# SET EXERCISE 1
Locate every line in the entries below that contains the string "turtleneck", and copy each of those lines.

# SUPPLIED TEXT
## Start
Elaborating on the world; the overworld is one of the densest things I have ever witnessed in a game I have played, and it’s not only dense but large. It’s large as in “I saw the entire second area of the game on a cliffside and thought that was the rest of the game, but actually it turns out that was just one fifth of the entire map”. A small but intriguing detail on a first playthrough is that the game’s map doesn’t give you a sense of just how large it is until you actually uncover said parts of the map. This leads to a sense that you’re actually uncovering the world along with your player character in a way (this is what silent protagonists are good for!). My favorite thing about playing Elden Ring was just riding around on my horse (he’s a ghost horse by the way) and just choosing a landmark to try to get to and seeing in which way the terrain would stop me from preceding. This led to moments where I would search around the area and find intentional shortcuts and secret caves and passages that would let me progress deeper and deeper into the map. The actual sense of discovery found from doing stuff like this is what got me to keep playing and it’s still one of the main things that sticks with me. Being the way that I am, I attempted to beeline it to the end of the map to see how far I could go before I got absolutely, positively roadblocked. This only happened about 28 hours in the first time. Finding the shortcuts that would let me pass by large story objectives was not always easy though and often the obvious solution would be the biggest one in the map; one of the game’s many large dungeons.
## End
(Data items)
## Start
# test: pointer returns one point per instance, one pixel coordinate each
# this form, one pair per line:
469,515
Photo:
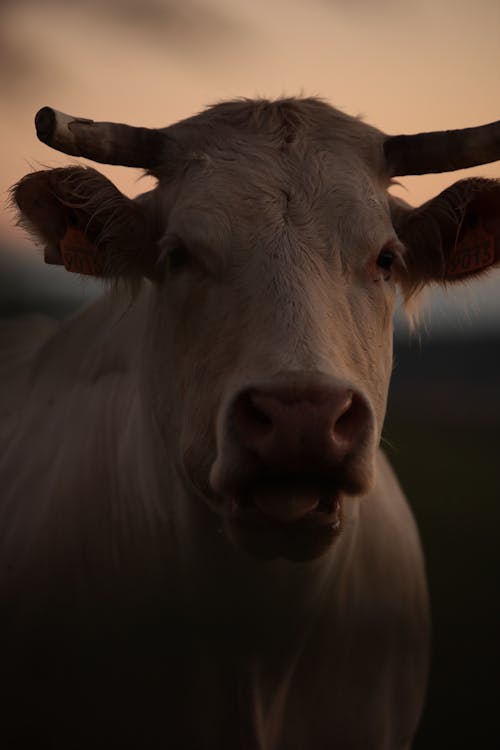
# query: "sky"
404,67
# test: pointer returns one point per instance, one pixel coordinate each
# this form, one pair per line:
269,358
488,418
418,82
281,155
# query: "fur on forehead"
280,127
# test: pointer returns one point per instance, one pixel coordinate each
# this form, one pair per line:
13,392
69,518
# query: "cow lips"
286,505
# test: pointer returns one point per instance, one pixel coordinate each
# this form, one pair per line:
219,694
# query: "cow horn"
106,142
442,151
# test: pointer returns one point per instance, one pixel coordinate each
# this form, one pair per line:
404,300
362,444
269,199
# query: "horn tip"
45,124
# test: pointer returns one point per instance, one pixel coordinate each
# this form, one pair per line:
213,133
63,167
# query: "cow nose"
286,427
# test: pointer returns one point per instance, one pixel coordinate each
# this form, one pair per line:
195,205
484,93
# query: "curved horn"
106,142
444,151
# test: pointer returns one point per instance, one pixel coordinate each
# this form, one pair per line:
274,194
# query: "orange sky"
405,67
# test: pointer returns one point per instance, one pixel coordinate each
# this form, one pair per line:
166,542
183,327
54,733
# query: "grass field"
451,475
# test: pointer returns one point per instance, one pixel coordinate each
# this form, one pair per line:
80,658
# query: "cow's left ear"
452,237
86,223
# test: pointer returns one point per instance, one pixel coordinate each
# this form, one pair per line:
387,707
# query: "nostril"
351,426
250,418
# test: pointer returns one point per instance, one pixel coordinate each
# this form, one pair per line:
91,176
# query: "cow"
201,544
## End
## Start
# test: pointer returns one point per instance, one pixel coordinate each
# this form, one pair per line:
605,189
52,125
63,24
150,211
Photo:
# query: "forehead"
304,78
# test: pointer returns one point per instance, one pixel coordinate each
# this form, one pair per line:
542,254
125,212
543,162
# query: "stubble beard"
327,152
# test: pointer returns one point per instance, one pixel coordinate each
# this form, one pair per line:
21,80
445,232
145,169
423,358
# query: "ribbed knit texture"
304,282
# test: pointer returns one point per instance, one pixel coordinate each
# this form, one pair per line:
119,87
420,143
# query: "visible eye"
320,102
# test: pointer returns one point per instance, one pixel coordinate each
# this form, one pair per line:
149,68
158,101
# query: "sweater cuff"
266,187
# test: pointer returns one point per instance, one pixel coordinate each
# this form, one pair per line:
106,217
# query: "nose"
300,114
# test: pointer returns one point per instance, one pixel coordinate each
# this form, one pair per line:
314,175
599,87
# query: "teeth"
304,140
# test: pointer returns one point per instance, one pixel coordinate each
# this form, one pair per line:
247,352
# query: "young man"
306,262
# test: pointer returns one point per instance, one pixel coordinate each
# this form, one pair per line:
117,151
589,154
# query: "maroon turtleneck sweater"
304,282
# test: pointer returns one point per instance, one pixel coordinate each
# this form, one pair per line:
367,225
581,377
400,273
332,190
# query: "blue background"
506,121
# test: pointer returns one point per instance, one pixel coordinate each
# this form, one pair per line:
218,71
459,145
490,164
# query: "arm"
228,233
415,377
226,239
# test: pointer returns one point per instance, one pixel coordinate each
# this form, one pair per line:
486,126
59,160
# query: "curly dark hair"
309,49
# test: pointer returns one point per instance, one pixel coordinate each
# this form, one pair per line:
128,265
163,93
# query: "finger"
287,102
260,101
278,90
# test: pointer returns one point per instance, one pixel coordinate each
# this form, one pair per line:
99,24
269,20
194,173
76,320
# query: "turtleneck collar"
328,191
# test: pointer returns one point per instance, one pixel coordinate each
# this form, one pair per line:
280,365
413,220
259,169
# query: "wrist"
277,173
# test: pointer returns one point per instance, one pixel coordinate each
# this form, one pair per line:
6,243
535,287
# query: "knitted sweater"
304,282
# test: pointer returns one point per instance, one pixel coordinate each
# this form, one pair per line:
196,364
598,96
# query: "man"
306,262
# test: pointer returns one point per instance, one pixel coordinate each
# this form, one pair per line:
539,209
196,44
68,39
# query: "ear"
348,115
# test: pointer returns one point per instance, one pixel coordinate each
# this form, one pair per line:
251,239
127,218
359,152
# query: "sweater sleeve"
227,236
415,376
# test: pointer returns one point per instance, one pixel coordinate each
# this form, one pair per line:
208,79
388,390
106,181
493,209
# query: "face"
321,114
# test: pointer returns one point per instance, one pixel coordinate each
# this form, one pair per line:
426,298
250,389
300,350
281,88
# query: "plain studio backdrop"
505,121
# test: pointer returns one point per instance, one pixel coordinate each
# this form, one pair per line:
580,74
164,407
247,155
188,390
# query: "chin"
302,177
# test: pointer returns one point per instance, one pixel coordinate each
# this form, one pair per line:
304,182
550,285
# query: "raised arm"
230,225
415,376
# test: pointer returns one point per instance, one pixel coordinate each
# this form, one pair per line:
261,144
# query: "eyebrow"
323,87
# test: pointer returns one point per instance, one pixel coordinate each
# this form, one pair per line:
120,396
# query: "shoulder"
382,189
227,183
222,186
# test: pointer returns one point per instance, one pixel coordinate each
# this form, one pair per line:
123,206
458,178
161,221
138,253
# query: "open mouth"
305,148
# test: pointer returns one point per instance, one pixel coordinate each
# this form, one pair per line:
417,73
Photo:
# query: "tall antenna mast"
## End
# SET EXERCISE 2
In the passage on Elden Ring, how far into the first playthrough did the player get before being roadblocked?

# FINISHED ANSWER 1
# query: "maroon turtleneck sweater"
# query: "turtleneck collar"

# FINISHED ANSWER 2
About 28 hours in.